The exercise: Return every line of the material below without any change, and leave the pictures out.

Extracted information:
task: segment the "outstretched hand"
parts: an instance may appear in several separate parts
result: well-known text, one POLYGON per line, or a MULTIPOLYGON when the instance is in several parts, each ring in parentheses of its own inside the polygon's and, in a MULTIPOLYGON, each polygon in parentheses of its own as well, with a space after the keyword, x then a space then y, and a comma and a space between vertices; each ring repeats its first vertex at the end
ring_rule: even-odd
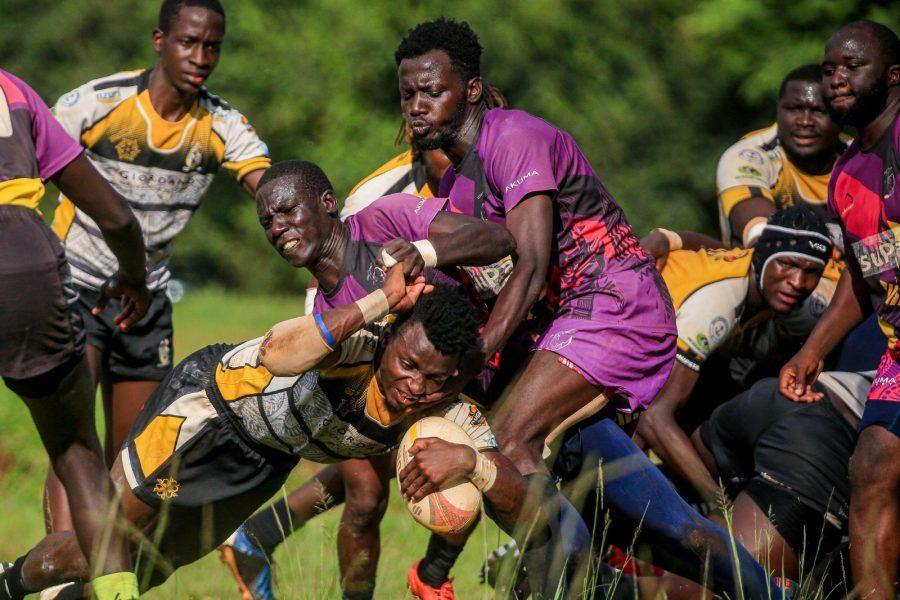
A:
POLYGON ((440 438, 419 438, 409 447, 413 455, 397 473, 400 491, 407 500, 419 501, 446 483, 462 481, 475 469, 476 450, 440 438))
POLYGON ((119 298, 122 310, 113 318, 113 323, 123 331, 137 323, 150 307, 150 292, 144 282, 140 284, 126 283, 121 273, 117 273, 100 286, 100 299, 91 314, 99 315, 109 301, 119 298))
POLYGON ((403 263, 403 274, 407 279, 418 277, 425 269, 425 260, 419 249, 403 238, 394 238, 382 246, 376 260, 385 270, 395 263, 403 263))
POLYGON ((425 277, 422 275, 407 281, 403 272, 403 263, 397 263, 388 269, 381 289, 387 296, 391 312, 400 313, 412 310, 419 296, 430 294, 434 291, 434 286, 426 283, 425 277))
POLYGON ((822 372, 824 362, 810 352, 801 350, 781 368, 778 391, 794 402, 818 402, 825 395, 812 385, 822 372))
POLYGON ((669 239, 658 229, 641 238, 641 247, 656 261, 656 270, 662 271, 669 260, 669 239))

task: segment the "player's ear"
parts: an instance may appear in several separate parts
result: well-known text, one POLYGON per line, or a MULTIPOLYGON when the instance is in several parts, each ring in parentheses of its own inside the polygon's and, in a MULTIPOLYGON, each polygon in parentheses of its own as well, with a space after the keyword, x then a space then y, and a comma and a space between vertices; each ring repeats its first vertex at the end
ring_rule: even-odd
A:
POLYGON ((469 104, 481 102, 481 94, 484 92, 484 80, 481 77, 473 77, 466 83, 466 100, 469 104))
POLYGON ((328 214, 337 214, 337 198, 334 197, 334 190, 325 190, 319 200, 328 214))
POLYGON ((165 37, 166 34, 163 33, 162 29, 160 29, 159 27, 153 30, 151 39, 153 40, 153 49, 156 50, 157 54, 162 52, 162 42, 165 37))

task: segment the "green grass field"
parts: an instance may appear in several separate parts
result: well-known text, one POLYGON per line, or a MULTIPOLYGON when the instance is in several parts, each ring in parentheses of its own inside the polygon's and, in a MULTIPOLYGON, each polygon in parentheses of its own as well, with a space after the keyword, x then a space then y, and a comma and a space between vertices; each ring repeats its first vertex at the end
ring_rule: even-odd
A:
MULTIPOLYGON (((238 342, 258 336, 272 323, 303 312, 303 298, 234 295, 221 290, 191 291, 175 306, 175 356, 213 342, 238 342)), ((0 386, 0 560, 13 560, 43 535, 41 489, 47 458, 25 405, 0 386)), ((318 465, 303 461, 287 488, 305 481, 318 465)), ((297 531, 275 554, 278 592, 285 599, 340 598, 335 539, 340 510, 332 510, 297 531)), ((478 584, 484 557, 506 537, 485 520, 470 539, 454 570, 459 598, 489 598, 478 584)), ((381 526, 381 561, 376 598, 409 597, 406 569, 424 553, 428 531, 406 511, 398 490, 381 526)), ((236 598, 237 587, 218 555, 210 555, 178 571, 147 598, 236 598)))

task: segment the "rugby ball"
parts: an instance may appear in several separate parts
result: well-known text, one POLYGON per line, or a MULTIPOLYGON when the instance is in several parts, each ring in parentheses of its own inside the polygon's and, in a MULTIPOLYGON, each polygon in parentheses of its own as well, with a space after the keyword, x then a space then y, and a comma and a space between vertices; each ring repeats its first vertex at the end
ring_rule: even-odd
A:
MULTIPOLYGON (((436 437, 454 444, 472 446, 472 440, 462 427, 442 417, 425 417, 413 423, 397 450, 397 473, 405 467, 412 455, 410 446, 419 439, 436 437)), ((398 479, 399 483, 399 479, 398 479)), ((406 503, 413 519, 437 533, 458 533, 465 530, 481 512, 481 491, 470 481, 451 481, 444 484, 418 502, 406 503)))

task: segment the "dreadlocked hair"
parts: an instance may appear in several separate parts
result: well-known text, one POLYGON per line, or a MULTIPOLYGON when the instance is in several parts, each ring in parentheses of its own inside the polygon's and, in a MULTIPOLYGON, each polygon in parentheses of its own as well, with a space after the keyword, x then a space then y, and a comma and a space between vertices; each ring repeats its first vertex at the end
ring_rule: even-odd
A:
MULTIPOLYGON (((500 88, 487 82, 484 82, 481 88, 481 101, 487 110, 509 107, 509 102, 506 100, 503 92, 500 91, 500 88)), ((400 121, 400 130, 397 131, 397 137, 394 138, 394 145, 403 146, 410 143, 412 143, 412 131, 409 129, 406 119, 402 119, 400 121)))
POLYGON ((425 337, 438 352, 462 356, 479 346, 478 311, 457 288, 438 283, 430 294, 423 294, 412 311, 394 323, 395 331, 421 323, 425 337))

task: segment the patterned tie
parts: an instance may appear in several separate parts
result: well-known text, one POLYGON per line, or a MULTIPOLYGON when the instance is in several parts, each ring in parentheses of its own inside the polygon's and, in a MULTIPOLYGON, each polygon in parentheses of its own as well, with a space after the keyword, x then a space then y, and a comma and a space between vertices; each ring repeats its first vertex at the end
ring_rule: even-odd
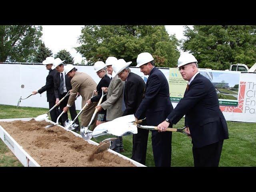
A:
POLYGON ((63 74, 61 73, 61 77, 60 78, 60 94, 62 94, 64 93, 64 78, 63 78, 63 74))

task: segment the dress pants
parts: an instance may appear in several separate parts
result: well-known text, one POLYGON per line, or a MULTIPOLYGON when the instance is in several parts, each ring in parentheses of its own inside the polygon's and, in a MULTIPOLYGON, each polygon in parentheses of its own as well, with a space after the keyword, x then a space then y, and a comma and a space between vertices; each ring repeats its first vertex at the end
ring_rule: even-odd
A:
POLYGON ((192 147, 195 167, 218 167, 220 162, 223 140, 200 148, 192 147))
MULTIPOLYGON (((49 101, 49 109, 50 110, 53 107, 55 104, 55 102, 54 101, 49 101)), ((53 121, 54 122, 56 122, 57 120, 57 118, 58 117, 57 114, 57 108, 58 106, 53 109, 50 112, 50 114, 51 116, 51 119, 52 121, 53 121)))
POLYGON ((156 167, 170 166, 172 156, 172 132, 158 132, 158 130, 156 130, 151 132, 152 147, 155 166, 156 167))
MULTIPOLYGON (((67 92, 64 93, 60 95, 60 100, 62 99, 67 94, 67 92)), ((62 112, 63 110, 63 108, 66 107, 67 106, 67 104, 68 104, 68 98, 69 98, 69 96, 68 96, 66 97, 63 101, 62 101, 60 103, 60 110, 62 112)), ((76 116, 77 115, 77 113, 76 112, 76 104, 75 102, 74 102, 73 105, 69 108, 69 112, 70 113, 70 116, 71 116, 71 119, 73 120, 75 118, 76 116)), ((64 122, 66 121, 66 120, 68 119, 68 113, 64 113, 61 116, 62 118, 62 126, 64 126, 64 122)), ((78 118, 76 119, 76 121, 75 122, 75 123, 78 125, 78 126, 77 128, 77 130, 80 130, 80 126, 79 126, 79 122, 78 121, 78 118)))
POLYGON ((138 133, 132 135, 132 156, 131 158, 145 165, 149 130, 138 128, 138 133))

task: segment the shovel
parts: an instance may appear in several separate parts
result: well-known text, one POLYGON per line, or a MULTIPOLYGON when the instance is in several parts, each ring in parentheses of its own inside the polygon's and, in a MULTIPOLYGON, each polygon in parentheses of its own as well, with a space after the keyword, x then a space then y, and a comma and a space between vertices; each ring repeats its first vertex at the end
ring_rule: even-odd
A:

Answer to this exercise:
task: segment the "outstretched hand"
parts: an instance may appear in several separate parts
result: well-known text, one POLYGON per line, or a MULTIPOLYGON when the instance is in several parts, each ring in parentheses of its own inside the polygon's and, in a MULTIPOLYGON, each polygon in parentheses of its own as well, with a space after the keyword, x then a space then y, and a comma and a space between vertices; each ring repeats its first vertex at the end
ring_rule: even-odd
A:
POLYGON ((440 438, 419 438, 409 447, 413 455, 397 473, 400 491, 407 500, 419 501, 446 483, 462 481, 475 469, 476 450, 440 438))
POLYGON ((119 298, 122 310, 113 318, 113 323, 123 331, 137 323, 150 307, 150 292, 144 282, 140 284, 126 283, 121 273, 117 273, 100 286, 100 299, 91 314, 99 315, 109 301, 119 298))
POLYGON ((403 263, 403 274, 407 279, 418 277, 425 269, 425 260, 419 249, 403 238, 394 238, 382 246, 376 260, 385 270, 395 263, 403 263))
POLYGON ((425 277, 422 275, 407 281, 403 272, 403 263, 397 263, 388 269, 381 289, 387 296, 391 312, 400 313, 412 310, 419 296, 430 294, 434 291, 434 286, 426 283, 425 277))
POLYGON ((822 372, 824 362, 810 352, 801 350, 781 368, 778 391, 794 402, 818 402, 825 395, 812 385, 822 372))
POLYGON ((669 239, 658 229, 641 238, 641 247, 656 261, 656 270, 662 271, 669 260, 669 239))

task: segment the "player's ear"
parts: an instance may appear in several separate parts
result: well-known text, one POLYGON per line, or a MULTIPOLYGON when the instance is in several parts, each ring in parentheses of its own inside the polygon's and, in a MULTIPOLYGON, each polygon in parentheses of its own as well, with a space after the keyword, x then a space then y, and a comma and a space between vertices; each ring repeats its first vertex at the end
ring_rule: even-odd
A:
POLYGON ((469 104, 481 102, 481 94, 484 92, 484 80, 481 77, 473 77, 466 83, 466 100, 469 104))
POLYGON ((328 214, 337 214, 337 198, 334 197, 334 190, 325 190, 319 200, 328 214))
POLYGON ((165 37, 166 34, 163 33, 162 29, 160 29, 159 27, 153 30, 151 39, 153 40, 153 49, 156 50, 157 54, 162 52, 162 42, 165 37))

task: segment the "green grass field"
parts: an instance may appear in several separate parts
result: well-known text, one POLYGON per line, or a MULTIPOLYGON when the instance is in several parts, each ring in parentheses of its own inside the polygon's and, in a MULTIPOLYGON, each polygon in parentheses of its own as well, with a space after the keyword, x then a space then y, and a comma and a space between vertices; each ring repeats its first vertex at the end
ring_rule: even-odd
A:
MULTIPOLYGON (((238 342, 258 336, 272 323, 303 312, 303 298, 234 295, 221 290, 191 291, 175 306, 175 356, 213 342, 238 342)), ((0 386, 0 560, 13 560, 43 535, 41 489, 47 458, 25 405, 0 386)), ((318 465, 303 461, 287 488, 305 481, 318 465)), ((297 531, 275 554, 278 592, 285 599, 340 598, 335 539, 340 510, 332 510, 297 531)), ((478 584, 484 557, 506 537, 485 520, 470 539, 454 570, 459 598, 489 598, 478 584)), ((381 526, 381 561, 376 598, 409 597, 406 569, 424 553, 428 531, 406 511, 398 490, 381 526)), ((236 598, 237 587, 218 555, 210 555, 178 571, 147 598, 236 598)))

task: segment the "rugby ball"
parts: an instance may appear in several separate parts
result: well-known text, one POLYGON per line, or a MULTIPOLYGON when the instance is in several parts, each ring in parentheses of its own inside the polygon's and, in a MULTIPOLYGON, each polygon in parentheses of its own as well, with a space after the keyword, x then a space then y, and a comma and a space between vertices; each ring repeats its first vertex at the end
ring_rule: even-odd
A:
MULTIPOLYGON (((436 437, 454 444, 472 446, 472 440, 462 427, 442 417, 425 417, 413 423, 397 450, 397 473, 405 467, 412 455, 410 446, 419 439, 436 437)), ((398 479, 399 483, 399 479, 398 479)), ((406 503, 413 519, 437 533, 458 533, 465 530, 481 512, 481 491, 470 481, 451 481, 444 484, 418 502, 406 503)))

task: segment the "dreadlocked hair"
parts: an instance may appear in several separate parts
result: well-known text, one POLYGON per line, or a MULTIPOLYGON when the instance is in several parts, each ring in parentheses of its own inside the polygon's and, in a MULTIPOLYGON, each polygon in parentheses of its own as well, with a space after the keyword, x then a space then y, and a comma and a space between vertices; each ring repeats its first vertex at the end
ring_rule: even-odd
A:
MULTIPOLYGON (((500 88, 487 82, 484 82, 481 88, 481 101, 487 110, 509 107, 509 102, 506 100, 503 92, 500 91, 500 88)), ((400 121, 400 130, 397 131, 397 137, 394 138, 394 145, 403 146, 410 143, 412 143, 412 131, 409 129, 406 119, 402 119, 400 121)))
POLYGON ((425 337, 438 352, 462 356, 479 346, 478 311, 457 288, 438 283, 430 294, 423 294, 412 311, 394 323, 395 331, 421 323, 425 337))

task: segment the patterned tie
parts: an instance may appear in several separate parts
result: well-known text, one POLYGON per line, or a MULTIPOLYGON when the instance is in several parts, each ring in parentheses of its own inside the polygon's and, in a MULTIPOLYGON, each polygon in parentheses of its own as well, with a space after the keyword, x then a space then y, and a comma and a space between vertices; each ring repeats its first vertex at the end
ring_rule: even-odd
A:
POLYGON ((63 74, 61 73, 61 77, 60 78, 60 94, 62 94, 64 93, 64 78, 63 78, 63 74))

task: segment the dress pants
parts: an instance may appear in several separate parts
result: well-known text, one POLYGON per line, or a MULTIPOLYGON when the instance is in several parts, each ring in parentheses of its own inside the polygon's and, in a MULTIPOLYGON, each polygon in parentheses of its own as well, with a space after the keyword, x then a space then y, and a comma and a space between vertices; each ring repeats its first vertex at the end
ring_rule: even-odd
A:
POLYGON ((192 147, 195 167, 218 167, 220 162, 223 140, 200 148, 192 147))
MULTIPOLYGON (((49 101, 49 109, 50 110, 53 107, 55 104, 55 102, 54 101, 49 101)), ((53 121, 54 122, 56 122, 57 120, 57 118, 58 117, 57 114, 57 108, 58 106, 53 109, 50 112, 50 114, 51 116, 51 119, 52 121, 53 121)))
POLYGON ((156 167, 170 166, 172 156, 172 132, 158 132, 158 130, 156 130, 151 132, 152 147, 155 166, 156 167))
MULTIPOLYGON (((67 92, 64 93, 60 95, 60 100, 62 99, 67 94, 67 92)), ((62 112, 63 110, 63 108, 66 107, 67 106, 67 104, 68 104, 68 98, 69 98, 69 96, 68 96, 66 97, 63 101, 62 101, 60 103, 60 110, 62 112)), ((76 116, 77 115, 77 113, 76 112, 76 104, 75 102, 74 102, 73 105, 69 108, 69 112, 70 113, 70 116, 71 116, 71 119, 73 120, 75 118, 76 116)), ((64 122, 66 121, 66 120, 68 119, 68 113, 64 113, 61 116, 62 118, 62 126, 64 126, 64 122)), ((78 118, 76 119, 76 121, 75 122, 75 123, 78 125, 78 126, 77 128, 77 130, 80 130, 80 126, 79 126, 79 122, 78 121, 78 118)))
POLYGON ((138 133, 132 135, 132 156, 131 158, 145 165, 149 130, 138 128, 138 133))

task: segment the shovel
parts: an instance may appear in several separate parts
result: well-known text, one POLYGON per line, or a MULTIPOLYGON when the instance is in several parts, each ring in parentheses of its own inside the polygon's and, in a MULTIPOLYGON, each polygon in parentheses of its own as well, with a space after the keyword, x then a space then y, and a comma and a space between vertices; each ring repeats its first vertex at the end
ring_rule: even-odd
A:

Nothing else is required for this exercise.